The main part of this section was determining what had happened to all of the branches. One of the important differences between Git and SVN is that if a branch is deleted in Git, any commits that only existed in that branch are permanently lost. With SVN, the deleted branches still exist in the repository history. git-svn can't delete branches when importing them, because that would be losing information. So all of the branches that existed throughout the history of the repository will exist in a git-svn import and must be dealt with.

There are four possibilities for what happens to branches. The simplest are the branches that currently exist. These we obviously want to maintain as branches. Some branches are merged then deleted. Once the merge is recorded, we can delete these branches in Git. Others don't have any real commits in them, consisting just of commits creating the branches and then being updated to the current trunk. These can just be deleted. The last are branches that existed and had real changes committed to them, but were then thrown away for various reasons. These can't be deleted without losing information, so I just filed them into a sub-directory 'trash'. Without knowing the full history of the project I couldn't know how valuable these branches were.

Data entries >>
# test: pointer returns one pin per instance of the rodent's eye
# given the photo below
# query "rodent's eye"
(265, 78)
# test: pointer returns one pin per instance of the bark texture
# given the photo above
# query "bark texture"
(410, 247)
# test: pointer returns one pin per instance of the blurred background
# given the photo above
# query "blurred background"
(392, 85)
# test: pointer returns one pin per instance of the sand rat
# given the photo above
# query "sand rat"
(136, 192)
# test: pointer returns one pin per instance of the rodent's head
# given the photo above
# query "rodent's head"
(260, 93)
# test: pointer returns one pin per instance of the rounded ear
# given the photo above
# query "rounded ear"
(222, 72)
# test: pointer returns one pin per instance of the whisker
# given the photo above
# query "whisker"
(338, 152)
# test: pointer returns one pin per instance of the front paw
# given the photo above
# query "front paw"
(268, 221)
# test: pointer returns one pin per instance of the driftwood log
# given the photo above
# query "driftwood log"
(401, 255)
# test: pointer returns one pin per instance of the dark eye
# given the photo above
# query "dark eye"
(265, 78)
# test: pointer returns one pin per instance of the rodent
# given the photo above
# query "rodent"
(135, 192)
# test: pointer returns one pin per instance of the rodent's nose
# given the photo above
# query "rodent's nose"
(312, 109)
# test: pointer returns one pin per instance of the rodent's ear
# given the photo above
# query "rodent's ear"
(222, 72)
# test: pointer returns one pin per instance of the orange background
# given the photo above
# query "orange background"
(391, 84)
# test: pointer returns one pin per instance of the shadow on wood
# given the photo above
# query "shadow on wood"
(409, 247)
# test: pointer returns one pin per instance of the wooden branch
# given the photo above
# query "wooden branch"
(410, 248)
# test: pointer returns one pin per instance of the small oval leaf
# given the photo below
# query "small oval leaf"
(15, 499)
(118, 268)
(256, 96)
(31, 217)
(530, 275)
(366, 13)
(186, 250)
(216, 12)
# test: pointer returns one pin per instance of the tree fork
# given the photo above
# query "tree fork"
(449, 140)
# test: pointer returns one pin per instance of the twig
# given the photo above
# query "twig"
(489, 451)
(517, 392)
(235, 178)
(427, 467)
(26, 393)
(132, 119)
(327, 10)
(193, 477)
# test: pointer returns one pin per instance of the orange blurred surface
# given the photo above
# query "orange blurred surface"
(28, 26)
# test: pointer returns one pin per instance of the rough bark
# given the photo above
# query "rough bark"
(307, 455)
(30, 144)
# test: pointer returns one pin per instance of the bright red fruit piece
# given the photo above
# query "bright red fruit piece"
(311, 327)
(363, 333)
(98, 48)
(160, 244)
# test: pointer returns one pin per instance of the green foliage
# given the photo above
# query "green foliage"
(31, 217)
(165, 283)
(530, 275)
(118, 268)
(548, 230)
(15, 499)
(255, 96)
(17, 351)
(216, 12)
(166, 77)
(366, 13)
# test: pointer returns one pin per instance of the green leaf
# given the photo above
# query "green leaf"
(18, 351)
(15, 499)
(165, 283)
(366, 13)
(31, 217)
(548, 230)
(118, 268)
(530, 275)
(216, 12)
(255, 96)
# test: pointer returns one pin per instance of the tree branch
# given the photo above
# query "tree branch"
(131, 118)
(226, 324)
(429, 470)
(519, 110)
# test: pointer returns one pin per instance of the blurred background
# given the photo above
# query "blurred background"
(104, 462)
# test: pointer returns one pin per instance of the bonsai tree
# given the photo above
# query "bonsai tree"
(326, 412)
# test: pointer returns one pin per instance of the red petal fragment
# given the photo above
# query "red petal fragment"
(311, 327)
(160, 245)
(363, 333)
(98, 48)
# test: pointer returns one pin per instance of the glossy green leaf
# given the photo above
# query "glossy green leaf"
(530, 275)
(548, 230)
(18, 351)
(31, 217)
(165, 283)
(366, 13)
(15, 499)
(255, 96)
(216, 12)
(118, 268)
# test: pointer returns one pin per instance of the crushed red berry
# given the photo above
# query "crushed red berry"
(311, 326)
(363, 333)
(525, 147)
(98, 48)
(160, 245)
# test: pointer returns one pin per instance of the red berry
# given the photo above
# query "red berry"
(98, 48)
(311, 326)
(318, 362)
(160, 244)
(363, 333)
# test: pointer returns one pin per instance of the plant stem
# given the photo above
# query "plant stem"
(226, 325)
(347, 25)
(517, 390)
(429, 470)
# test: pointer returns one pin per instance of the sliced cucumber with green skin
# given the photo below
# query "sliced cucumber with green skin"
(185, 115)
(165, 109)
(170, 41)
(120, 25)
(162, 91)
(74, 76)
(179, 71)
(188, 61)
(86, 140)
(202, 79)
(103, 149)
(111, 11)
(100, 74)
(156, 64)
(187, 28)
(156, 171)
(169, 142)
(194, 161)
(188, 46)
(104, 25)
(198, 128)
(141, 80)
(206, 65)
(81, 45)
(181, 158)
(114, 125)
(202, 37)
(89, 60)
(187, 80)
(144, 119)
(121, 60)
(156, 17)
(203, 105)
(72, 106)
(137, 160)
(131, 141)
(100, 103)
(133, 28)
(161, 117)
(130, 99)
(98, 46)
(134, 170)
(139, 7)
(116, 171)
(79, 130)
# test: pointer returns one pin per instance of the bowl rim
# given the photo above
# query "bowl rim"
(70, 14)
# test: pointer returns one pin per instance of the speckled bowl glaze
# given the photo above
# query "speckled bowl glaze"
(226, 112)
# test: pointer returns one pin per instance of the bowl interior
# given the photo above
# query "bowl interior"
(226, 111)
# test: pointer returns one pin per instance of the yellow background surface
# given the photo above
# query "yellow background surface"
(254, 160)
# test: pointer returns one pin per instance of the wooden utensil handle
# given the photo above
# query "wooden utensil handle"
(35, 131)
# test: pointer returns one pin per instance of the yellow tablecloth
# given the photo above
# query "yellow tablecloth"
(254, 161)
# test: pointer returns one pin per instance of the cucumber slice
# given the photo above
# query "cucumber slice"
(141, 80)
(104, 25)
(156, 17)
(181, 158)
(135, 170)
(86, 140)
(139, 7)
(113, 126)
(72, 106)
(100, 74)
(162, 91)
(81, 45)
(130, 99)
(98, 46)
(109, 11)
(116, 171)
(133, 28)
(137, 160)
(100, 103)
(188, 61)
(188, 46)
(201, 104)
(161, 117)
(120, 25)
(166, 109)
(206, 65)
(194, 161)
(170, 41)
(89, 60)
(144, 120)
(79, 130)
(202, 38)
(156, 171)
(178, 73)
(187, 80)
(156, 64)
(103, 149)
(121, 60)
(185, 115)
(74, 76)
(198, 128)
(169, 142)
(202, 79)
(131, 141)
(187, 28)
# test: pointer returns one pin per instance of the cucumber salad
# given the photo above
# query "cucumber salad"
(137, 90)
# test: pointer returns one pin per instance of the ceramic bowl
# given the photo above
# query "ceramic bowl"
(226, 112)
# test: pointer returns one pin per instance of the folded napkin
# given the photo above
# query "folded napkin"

Exercise directions >>
Please answer from the passage above on Git and SVN branches: what was done with branches that had real changes committed to them but were later thrown away?

Final result >>
They were filed into a sub-directory named 'trash'.